THE REQUEST: Render every line of the data below as a numbered list, skipping any blank lines.

INPUT FOR THIS TASK:
-- Start --

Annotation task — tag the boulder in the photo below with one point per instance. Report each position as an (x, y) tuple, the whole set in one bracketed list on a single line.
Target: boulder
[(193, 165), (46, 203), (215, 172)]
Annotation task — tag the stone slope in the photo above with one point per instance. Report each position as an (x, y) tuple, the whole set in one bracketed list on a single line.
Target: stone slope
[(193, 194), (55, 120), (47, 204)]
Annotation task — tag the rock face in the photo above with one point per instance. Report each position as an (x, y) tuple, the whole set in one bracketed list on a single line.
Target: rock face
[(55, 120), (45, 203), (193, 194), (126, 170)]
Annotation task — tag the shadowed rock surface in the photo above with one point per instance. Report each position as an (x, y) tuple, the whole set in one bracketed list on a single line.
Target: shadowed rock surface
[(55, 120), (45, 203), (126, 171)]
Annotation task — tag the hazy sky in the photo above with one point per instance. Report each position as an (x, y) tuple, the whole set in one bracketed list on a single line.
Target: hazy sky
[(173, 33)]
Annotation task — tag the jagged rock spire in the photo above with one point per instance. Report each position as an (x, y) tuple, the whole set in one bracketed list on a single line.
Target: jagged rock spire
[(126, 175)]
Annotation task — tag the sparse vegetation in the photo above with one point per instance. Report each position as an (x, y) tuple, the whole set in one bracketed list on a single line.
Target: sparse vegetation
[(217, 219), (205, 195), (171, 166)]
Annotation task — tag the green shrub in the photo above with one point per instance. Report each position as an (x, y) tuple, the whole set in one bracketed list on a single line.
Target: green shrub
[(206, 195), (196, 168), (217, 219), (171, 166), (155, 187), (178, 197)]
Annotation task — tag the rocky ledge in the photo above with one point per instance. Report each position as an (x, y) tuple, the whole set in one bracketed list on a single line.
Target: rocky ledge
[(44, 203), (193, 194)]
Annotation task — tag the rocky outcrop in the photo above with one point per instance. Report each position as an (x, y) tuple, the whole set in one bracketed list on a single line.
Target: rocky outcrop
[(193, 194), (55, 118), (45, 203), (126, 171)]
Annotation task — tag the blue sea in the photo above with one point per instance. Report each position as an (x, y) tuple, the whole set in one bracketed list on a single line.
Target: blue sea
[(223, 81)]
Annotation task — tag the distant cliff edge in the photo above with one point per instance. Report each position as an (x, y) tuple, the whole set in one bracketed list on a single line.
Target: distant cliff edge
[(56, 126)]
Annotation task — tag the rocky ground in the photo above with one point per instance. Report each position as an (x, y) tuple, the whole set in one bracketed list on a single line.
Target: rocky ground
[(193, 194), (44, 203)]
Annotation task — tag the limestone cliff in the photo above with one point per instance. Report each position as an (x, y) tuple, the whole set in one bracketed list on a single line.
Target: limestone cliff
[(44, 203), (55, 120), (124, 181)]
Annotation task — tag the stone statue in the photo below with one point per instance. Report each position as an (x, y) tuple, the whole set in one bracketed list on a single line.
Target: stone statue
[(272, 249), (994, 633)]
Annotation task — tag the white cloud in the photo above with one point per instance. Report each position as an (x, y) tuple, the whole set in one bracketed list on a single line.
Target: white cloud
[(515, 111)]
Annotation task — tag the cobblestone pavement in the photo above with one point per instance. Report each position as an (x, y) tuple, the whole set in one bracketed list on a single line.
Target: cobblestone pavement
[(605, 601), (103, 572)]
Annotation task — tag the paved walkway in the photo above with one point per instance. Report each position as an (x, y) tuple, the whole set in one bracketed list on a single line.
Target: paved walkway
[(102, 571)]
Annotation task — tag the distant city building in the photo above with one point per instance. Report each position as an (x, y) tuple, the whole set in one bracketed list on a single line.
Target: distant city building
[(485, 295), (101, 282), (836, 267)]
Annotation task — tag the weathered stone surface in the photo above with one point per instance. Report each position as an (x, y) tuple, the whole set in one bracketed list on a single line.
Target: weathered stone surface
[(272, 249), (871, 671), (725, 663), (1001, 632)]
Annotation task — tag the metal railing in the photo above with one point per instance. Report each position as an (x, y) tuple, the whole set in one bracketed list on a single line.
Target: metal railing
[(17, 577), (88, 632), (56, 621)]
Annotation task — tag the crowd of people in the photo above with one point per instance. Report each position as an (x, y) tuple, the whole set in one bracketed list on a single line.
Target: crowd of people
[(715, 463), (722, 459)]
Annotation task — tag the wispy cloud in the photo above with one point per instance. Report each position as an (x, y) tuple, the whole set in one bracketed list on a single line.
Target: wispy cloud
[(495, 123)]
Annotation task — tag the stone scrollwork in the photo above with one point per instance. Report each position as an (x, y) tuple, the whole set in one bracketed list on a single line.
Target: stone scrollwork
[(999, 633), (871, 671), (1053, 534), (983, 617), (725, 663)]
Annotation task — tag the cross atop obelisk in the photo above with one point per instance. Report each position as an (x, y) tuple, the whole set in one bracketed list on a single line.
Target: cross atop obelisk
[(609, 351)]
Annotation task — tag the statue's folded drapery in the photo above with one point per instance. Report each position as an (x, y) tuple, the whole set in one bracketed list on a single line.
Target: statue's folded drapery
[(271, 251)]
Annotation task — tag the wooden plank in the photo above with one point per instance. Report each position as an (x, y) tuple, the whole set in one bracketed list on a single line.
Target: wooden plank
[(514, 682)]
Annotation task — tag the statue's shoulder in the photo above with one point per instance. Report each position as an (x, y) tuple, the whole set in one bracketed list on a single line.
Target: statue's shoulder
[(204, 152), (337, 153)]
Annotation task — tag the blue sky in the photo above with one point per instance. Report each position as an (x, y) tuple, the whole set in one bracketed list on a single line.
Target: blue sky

-- End --

REPLY TO THE EXERCISE:
1. Annotation task — tag the boulder in the photo below with one point per instance. Report each position as an (x, y) tuple, the whole set in one bracketed list on a single line.
2. Target: boulder
3. [(193, 165), (46, 203), (215, 172)]
4. Annotation task — tag the stone slope in the photo above with one point per instance. Report each position as an (x, y) tuple, the whole set in one bracketed list on a single line.
5. Target: stone slope
6. [(193, 194), (55, 120), (47, 204)]
7. Annotation task — tag the rock face in the photo above with one point per instance. Report each position as an (x, y) tuple, the whole set in one bracketed list on a single line.
8. Target: rock face
9. [(55, 120), (45, 203), (193, 194), (126, 170)]
10. Annotation task — tag the shadowed rock surface in the photo above with one point per instance. Report each position as an (x, y) tuple, the whole set in one bracketed list on a single line.
11. Target: shadowed rock surface
12. [(55, 120), (45, 203), (126, 171)]
13. Annotation task — tag the hazy sky in the photo above with one point per instance. Report each position as an (x, y) tuple, the whole set in one bracketed list on a single line.
14. Target: hazy sky
15. [(173, 33)]
16. Annotation task — tag the jagged rock spire in the photo above with one point per instance. Report each position as an (x, y) tuple, the whole set in one bracketed list on a single line.
17. Target: jagged rock spire
18. [(126, 175)]
19. Annotation task — tag the sparse vegetation in the photo above with one point per instance. Report each position as an (x, y) tuple, the whole set in one bracketed list on a single line.
20. Target: sparse vegetation
21. [(217, 219), (205, 195), (171, 166)]
22. Annotation task — tag the green shrub in the photo above with one point per instance. Report each position as an (x, y) tuple, the whole set in one bracketed list on a single line.
23. Target: green shrub
24. [(206, 195), (196, 168), (217, 219), (171, 166), (155, 187), (178, 197)]
25. Annotation task — tag the rocky ledge in the photo above with one point per instance. Report each position as an (x, y) tuple, the whole set in one bracketed list on a single line.
26. Target: rocky ledge
27. [(44, 203), (193, 194)]
28. Annotation task — tag the rocky outcrop in the photo above with one point per instance. Report each position as an (x, y) tuple, the whole set in one bracketed list on a single line.
29. Target: rocky outcrop
30. [(193, 194), (55, 118), (45, 203), (126, 171)]
31. Annotation task — tag the blue sea in the photo above with one point per instance. Report each position as an (x, y) tuple, the whole set in one bracketed list on a single line.
32. Target: blue sea
33. [(223, 81)]
34. Annotation task — tag the distant cliff edge in the photo above with one point per instance. Report each position as an (x, y) tuple, the whole set in one bracketed list on a single line.
35. Target: distant cliff edge
36. [(56, 126)]
37. Annotation task — tag the rocky ground in the photo above with one point per instance. Report each position as an (x, y) tuple, the whole set in one bracketed list on a single line.
38. Target: rocky ground
39. [(193, 194), (44, 203)]
40. Annotation task — tag the limestone cliff in the photo above with one point per instance. Report each position as an (x, y) tuple, the whole set in one bracketed list on a single line.
41. Target: limestone cliff
42. [(44, 203), (55, 120), (124, 181)]
43. Annotation task — tag the stone statue in the photo below with one point per instance. Report each position as an (x, y) tuple, the whole set in one bracketed list on a single line.
44. Target: stone statue
45. [(272, 249), (994, 633)]
46. Annotation task — tag the white cloud in the photo above with one point per instance. Report each position as an (x, y) tuple, the whole set in one bracketed list on a single line.
47. Target: white cloud
48. [(515, 111)]
49. Annotation task — tag the cobblestone pavement in the photo above with one point per instance. Report each position as an (x, y) tuple, the whole set in one bracketed list on a single line.
50. Target: cobblestone pavement
51. [(605, 601), (103, 572)]
52. Annotation task — tag the paved walkway in the photo above with one point per instance. Report each position as an (x, y) tuple, the whole set in one bracketed list on a single line.
53. Target: paved walkway
54. [(102, 571)]
55. Annotation task — tag the distant city building in the photo above with one point per instance. Report each position as an (x, y) tuple, the whole set in one bracketed list on a single line.
56. Target: distant city building
57. [(485, 295), (101, 282), (836, 267)]
58. Annotation task — tag the weathered stone surface in the photo above with one point per instance. Report each position as an (x, y) tuple, the whole set in one bracketed list on a single line.
59. Target: weathered stone surface
60. [(272, 249), (871, 671), (725, 663), (1001, 632)]
61. Annotation task — tag the metal railing in the photo above with one point per instance. Report each position as an (x, y) tuple, the whole set in one bracketed list on a single line.
62. Target: metal railing
63. [(17, 577), (88, 632), (56, 621)]
64. Annotation task — tag the crowd of people in the photo above with one point per instance. Report each position as an (x, y) tuple, the whole set in one bracketed list on a single line.
65. Target: crowd of people
66. [(715, 463), (722, 459)]
67. Annotation task — tag the wispy cloud in the photo above with one point per instance. Report each position as an (x, y) tuple, the whole set in one bracketed list on a single line.
68. Target: wispy cloud
69. [(495, 123)]
70. Annotation task — tag the stone scrollwork in the photo above with one point per instance. Report each position as an (x, y) tuple, the whole set in one bracketed list on a single line.
71. Target: stone scrollwork
72. [(999, 633), (871, 671), (1053, 534), (983, 617), (725, 663)]
73. Annotation task — tag the cross atop obelisk in the photo above with one point per instance. Report each position as an (x, y) tuple, the whole set in one bracketed list on a single line.
74. Target: cross atop obelisk
75. [(609, 351)]
76. Annotation task — tag the statue's folded drapery in the photo above with one point per instance. Report each position as an (x, y) tuple, the whole set in one bracketed list on a single line.
77. Target: statue's folded drapery
78. [(271, 251)]
79. Annotation task — tag the wooden plank in the photo above with one point per instance. Report each position as an (x, y) tuple, the whole set in one bracketed list on a single line.
80. Target: wooden plank
81. [(514, 682)]
82. Annotation task — tag the statue's shoulder in the photo above with one point per instance. Report each position as an (x, y) tuple, the whole set in one bracketed list on a single line.
83. Target: statue's shoulder
84. [(204, 152), (337, 153)]
85. Annotation task — tag the blue sky in the photo above with one point per instance. Report each position as an (x, y) tuple, the whole set in one bracketed list on a single line.
86. Target: blue sky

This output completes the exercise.